> _ASSIGNMENT_
Find every line in the records below that holds the word "white", and copy each one.

> _GIVEN ENTRIES_
:::

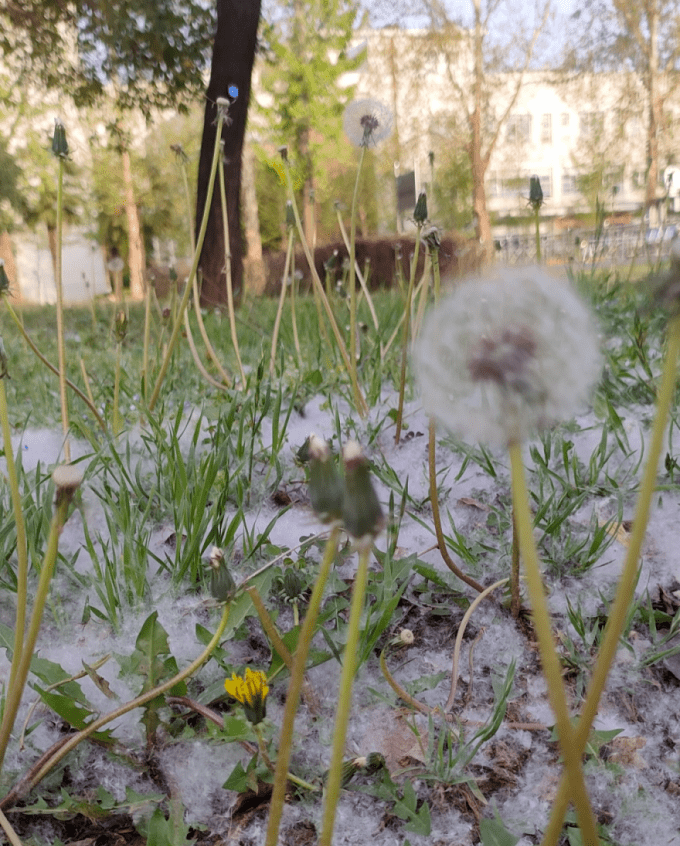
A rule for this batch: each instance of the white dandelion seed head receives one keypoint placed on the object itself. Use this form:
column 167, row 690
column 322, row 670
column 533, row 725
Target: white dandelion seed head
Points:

:::

> _TASK SOLUTION_
A rule for this batch: each instance of the white dandelion seed head receives one keypoint placed on the object itself. Use this form:
Target: white dandelion seed head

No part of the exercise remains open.